[SELECTED EXCERPT]
My next patient, Sara, was new to the practice. She opened the visit with, “I have lots of issues.” She was in her mid-thirties, pleasant, and poised. I asked her if we could make a list of her issues and prioritize them since I needed to gather her entire medical history. She agreed without hesitation. The first item rolled off of her tongue, “I need medication for genital herpes. My grandfather gave it to me when I was a child. He abused me from age 3-12.” She quickly changed the subject without missing a beat and moved to her next complaint, “I also have lots on cherry angiomas on my face that I would like removed.” She did not flinch. Her voice did not tremble. The trauma had become part of her story but it did not define her.
I wish I could say that sexual assault survivors are uncommon in my practice, but they are not. At least one or two patients I see a day have a history of sexual trauma. Many sexual assault survivors I see are burdened by depression, anxiety, PTSD, substance use, chronic pain, and multiple somatic complaints. It is hard for them to have intimate relationships. They cannot always hold a job. Many people of color have added minority stress and experience racism and discrimination in addition. Transgender and gender diverse patients also have an added layer of stigma due to transphobia.
Why am I sharing this? What does this mean for the medical community? Many survivors have also been re-victimized and memories of the trauma can be triggered by clinicians during an exam. The survivor above made it clear that her grandfather was the perpetrator, but on questioning about routine cancer screening she told me, “I was having my pap smear and the OBGYN ran out of the room crying because of all the scarring she saw.” The patient was reminded of her trauma, but had to comfort the provider because of her reaction. Another young woman, a lesbian of color, presented with recurrent vaginitis and when asked about doing a pelvic exam, she froze and said, “I don’t want any more pelvic exams because the last one was a male OBGYN who put his fingers in me so hard. It caused me a lot of pain.” Lastly, a middle-aged trans masculine patient was due for cervical cancer screening. He told me that he was prepared for the exam and we walked through it with his partner in the room. Only later did he tell me that this triggered his previous abuse and during the exam he went into a dissociative state.

[ENTRIES SHOWN]
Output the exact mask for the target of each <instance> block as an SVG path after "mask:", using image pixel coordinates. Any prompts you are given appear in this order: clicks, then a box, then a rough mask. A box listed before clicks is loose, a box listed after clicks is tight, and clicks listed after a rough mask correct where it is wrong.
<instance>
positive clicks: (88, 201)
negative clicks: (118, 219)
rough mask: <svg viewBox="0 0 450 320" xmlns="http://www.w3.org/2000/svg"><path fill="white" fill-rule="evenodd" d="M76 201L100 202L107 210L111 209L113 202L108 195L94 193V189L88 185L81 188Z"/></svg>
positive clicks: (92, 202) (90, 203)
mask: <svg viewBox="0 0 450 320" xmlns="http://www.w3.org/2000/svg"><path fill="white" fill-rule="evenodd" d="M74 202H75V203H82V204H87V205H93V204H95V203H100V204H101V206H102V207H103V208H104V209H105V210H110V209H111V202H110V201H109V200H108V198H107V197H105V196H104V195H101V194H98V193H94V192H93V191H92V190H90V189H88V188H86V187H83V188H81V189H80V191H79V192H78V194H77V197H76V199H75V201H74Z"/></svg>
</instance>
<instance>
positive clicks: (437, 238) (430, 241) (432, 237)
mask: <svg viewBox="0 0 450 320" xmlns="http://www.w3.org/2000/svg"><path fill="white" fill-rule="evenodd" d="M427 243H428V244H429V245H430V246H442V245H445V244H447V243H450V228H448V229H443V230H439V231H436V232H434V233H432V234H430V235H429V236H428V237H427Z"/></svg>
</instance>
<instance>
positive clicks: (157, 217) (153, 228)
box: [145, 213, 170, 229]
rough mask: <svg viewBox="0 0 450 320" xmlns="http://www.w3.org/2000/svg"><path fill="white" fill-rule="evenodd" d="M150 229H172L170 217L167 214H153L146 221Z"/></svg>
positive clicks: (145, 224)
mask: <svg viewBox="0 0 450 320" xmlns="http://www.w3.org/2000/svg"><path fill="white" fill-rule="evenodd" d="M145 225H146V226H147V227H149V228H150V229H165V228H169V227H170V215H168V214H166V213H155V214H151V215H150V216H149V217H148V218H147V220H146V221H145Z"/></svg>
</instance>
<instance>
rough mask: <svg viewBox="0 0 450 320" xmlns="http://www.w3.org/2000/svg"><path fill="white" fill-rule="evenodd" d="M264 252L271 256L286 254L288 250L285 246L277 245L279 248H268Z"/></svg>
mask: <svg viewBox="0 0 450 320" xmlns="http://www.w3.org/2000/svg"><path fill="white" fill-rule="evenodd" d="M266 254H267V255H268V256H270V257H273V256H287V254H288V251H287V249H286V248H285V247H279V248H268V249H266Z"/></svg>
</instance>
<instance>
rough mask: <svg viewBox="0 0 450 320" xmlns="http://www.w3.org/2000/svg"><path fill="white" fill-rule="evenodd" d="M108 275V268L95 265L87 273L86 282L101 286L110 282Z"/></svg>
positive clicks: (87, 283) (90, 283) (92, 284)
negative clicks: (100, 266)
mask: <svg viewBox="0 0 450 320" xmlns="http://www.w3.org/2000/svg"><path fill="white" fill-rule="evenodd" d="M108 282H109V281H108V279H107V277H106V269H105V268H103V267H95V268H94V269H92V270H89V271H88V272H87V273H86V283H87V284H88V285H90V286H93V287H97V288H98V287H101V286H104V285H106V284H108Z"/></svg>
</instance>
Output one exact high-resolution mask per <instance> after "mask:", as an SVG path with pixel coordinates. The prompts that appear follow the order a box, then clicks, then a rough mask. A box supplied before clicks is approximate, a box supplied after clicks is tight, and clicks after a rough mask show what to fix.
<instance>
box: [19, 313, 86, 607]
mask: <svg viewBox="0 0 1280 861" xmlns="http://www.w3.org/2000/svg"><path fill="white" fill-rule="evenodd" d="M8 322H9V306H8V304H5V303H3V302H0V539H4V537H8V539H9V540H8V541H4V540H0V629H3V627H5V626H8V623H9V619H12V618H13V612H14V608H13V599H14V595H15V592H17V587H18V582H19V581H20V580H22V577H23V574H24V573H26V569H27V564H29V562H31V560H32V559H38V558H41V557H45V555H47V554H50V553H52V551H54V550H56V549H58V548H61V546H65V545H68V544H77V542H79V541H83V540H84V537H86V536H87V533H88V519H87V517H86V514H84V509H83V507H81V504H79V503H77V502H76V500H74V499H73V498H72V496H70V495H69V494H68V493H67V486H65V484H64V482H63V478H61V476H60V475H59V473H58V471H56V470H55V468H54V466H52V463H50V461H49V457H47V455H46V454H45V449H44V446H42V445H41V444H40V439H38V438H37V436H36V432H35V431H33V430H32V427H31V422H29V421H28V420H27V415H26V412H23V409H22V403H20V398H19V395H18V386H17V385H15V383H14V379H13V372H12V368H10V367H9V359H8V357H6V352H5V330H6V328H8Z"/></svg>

[LIST OF TASKS]
1. From the piece on treating sexual assault survivors, set down the stretch from "My next patient, Sara, was" through "not define her." word for word.
2. Answer these from the piece on treating sexual assault survivors:
(a) What did Sara want removed from her face?
(b) At least how many patients a day with a history of sexual trauma does the clinician see?
(c) Who was in the room during the trans masculine patient's cervical cancer screening?
Answer from the text only and set the records aside.

[ANSWERS GIVEN]
1.
My next patient, Sara, was new to the practice. She opened the visit with, “I have lots of issues.” She was in her mid-thirties, pleasant, and poised. I asked her if we could make a list of her issues and prioritize them since I needed to gather her entire medical history. She agreed without hesitation. The first item rolled off of her tongue, “I need medication for genital herpes. My grandfather gave it to me when I was a child. He abused me from age 3-12.” She quickly changed the subject without missing a beat and moved to her next complaint, “I also have lots on cherry angiomas on my face that I would like removed.” She did not flinch. Her voice did not tremble. The trauma had become part of her story but it did not define her.

2.
(a) Cherry angiomas.
(b) One or two.
(c) His partner.